Add dynamic migrations to SCHED_DEADLINE, so that tasks can
be moved among CPUs when necessary. It is also possible to bind a
task to a (set of) CPU(s), thus restricting its capability of
migrating, or forbidding migrations at all.

The very same approach used in sched_rt is utilised:
 - -deadline tasks are kept into CPU-specific runqueues,
 - -deadline tasks are migrated among runqueues to achieve the
   following:
    * on an M-CPU system the M earliest deadline ready tasks
      are always running;
    * affinity/cpusets settings of all the -deadline tasks is
      always respected.

Therefore, this very special form of "load balancing" is done with
an active method, i.e., the scheduler pushes or pulls tasks between
runqueues when they are woken up and/or (de)scheduled.
IOW, every time a preemption occurs, the descheduled task might be sent
to some other CPU (depending on its deadline) to continue executing
(push). On the other hand, every time a CPU becomes idle, it might pull
the second earliest deadline ready task from some other CPU.

To enforce this, a pull operation is always attempted before taking any
scheduling decision (pre_schedule()), as well as a push one after each
scheduling decision (post_schedule()). In addition, when a task arrives
or wakes up, the best CPU where to resume it is selected taking into
account its affinity mask, the system topology, but also its deadline.
E.g., from the scheduling point of view, the best CPU where to wake
up (and also where to push) a task is the one which is running the task
with the latest deadline among the M executing ones.

In order to facilitate these decisions, per-runqueue "caching" of the
deadlines of the currently running and of the first ready task is used.
Queued but not running tasks are also parked in another rb-tree to
speed-up pushes.

— Given task 1 —
According to the patch description, when is a pull operation always attempted?
— Given task 2 —
Decide whether each statement agrees with the patch description: (a) Deadline tasks are kept in a single global runqueue. (b) A CPU that becomes idle might pull a task from some other CPU. (c) Queued but not running tasks are parked in another rb-tree.
— Given task 3 —
Rewrite the part of the patch description that opens with the words containing "IOW, every time" and closes with "M executing ones.", switching "preemption" to "interruption".
The records that follow come from a separate source.

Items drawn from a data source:
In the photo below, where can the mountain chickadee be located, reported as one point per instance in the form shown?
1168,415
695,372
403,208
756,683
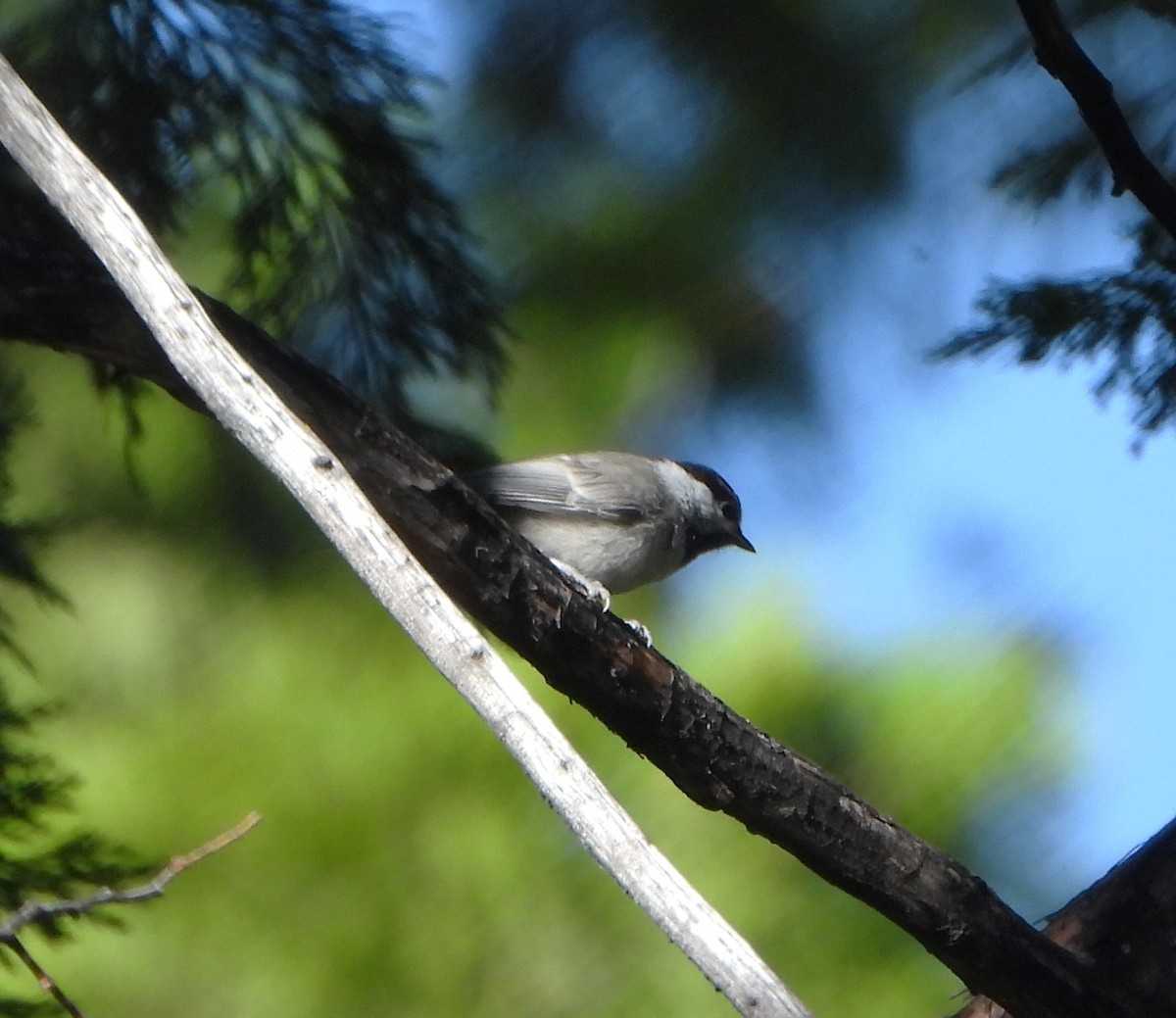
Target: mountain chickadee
615,519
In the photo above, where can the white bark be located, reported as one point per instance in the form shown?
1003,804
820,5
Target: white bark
248,408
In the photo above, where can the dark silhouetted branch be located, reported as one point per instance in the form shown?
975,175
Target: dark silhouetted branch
1059,54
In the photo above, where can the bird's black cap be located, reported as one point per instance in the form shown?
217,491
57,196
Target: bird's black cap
728,505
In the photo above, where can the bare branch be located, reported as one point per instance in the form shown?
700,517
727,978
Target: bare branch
245,404
34,911
715,756
1059,54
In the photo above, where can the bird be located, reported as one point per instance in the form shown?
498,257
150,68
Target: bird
615,519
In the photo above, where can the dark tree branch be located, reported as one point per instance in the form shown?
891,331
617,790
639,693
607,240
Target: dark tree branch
1059,54
1126,924
710,752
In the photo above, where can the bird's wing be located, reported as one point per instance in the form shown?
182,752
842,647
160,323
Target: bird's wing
567,484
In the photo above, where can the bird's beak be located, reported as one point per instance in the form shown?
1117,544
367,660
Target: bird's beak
740,541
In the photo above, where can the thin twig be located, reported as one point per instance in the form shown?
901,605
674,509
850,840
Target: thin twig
45,981
35,911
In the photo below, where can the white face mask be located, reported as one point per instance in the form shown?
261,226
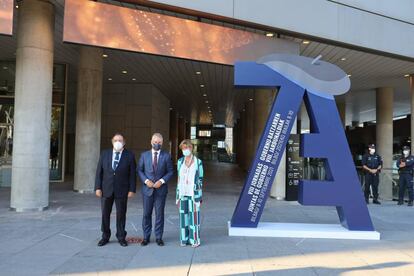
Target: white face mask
118,146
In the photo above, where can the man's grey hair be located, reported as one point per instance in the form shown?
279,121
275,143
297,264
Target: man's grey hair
158,135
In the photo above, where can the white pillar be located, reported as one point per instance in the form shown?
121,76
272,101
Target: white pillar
33,104
384,134
88,118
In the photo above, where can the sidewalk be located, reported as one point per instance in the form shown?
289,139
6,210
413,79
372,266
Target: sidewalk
62,240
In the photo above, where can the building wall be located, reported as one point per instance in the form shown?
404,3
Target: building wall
372,24
137,111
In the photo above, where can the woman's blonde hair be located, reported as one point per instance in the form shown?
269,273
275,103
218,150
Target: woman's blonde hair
186,142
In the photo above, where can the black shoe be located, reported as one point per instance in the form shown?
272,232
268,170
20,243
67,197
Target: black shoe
102,242
160,242
123,243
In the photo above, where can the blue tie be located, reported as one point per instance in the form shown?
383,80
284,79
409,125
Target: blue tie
116,161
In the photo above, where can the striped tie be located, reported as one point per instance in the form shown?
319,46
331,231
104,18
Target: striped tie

— Final result 1 —
Before taking any scheduling decision (pre_schedule()).

— Final result 2 —
(a) No: "-deadline tasks are kept into CPU-specific runqueues"
(b) Yes: "every time a CPU becomes idle, it might pull the second earliest deadline ready task from some other CPU"
(c) Yes: "Queued but not running tasks are also parked in another rb-tree to speed-up pushes"

— Final result 3 —
IOW, every time a interruption occurs, the descheduled task might be sent
to some other CPU (depending on its deadline) to continue executing
(push). On the other hand, every time a CPU becomes idle, it might pull
the second earliest deadline ready task from some other CPU.

To enforce this, a pull operation is always attempted before taking any
scheduling decision (pre_schedule()), as well as a push one after each
scheduling decision (post_schedule()). In addition, when a task arrives
or wakes up, the best CPU where to resume it is selected taking into
account its affinity mask, the system topology, but also its deadline.
E.g., from the scheduling point of view, the best CPU where to wake
up (and also where to push) a task is the one which is running the task
with the latest deadline among the M executing ones.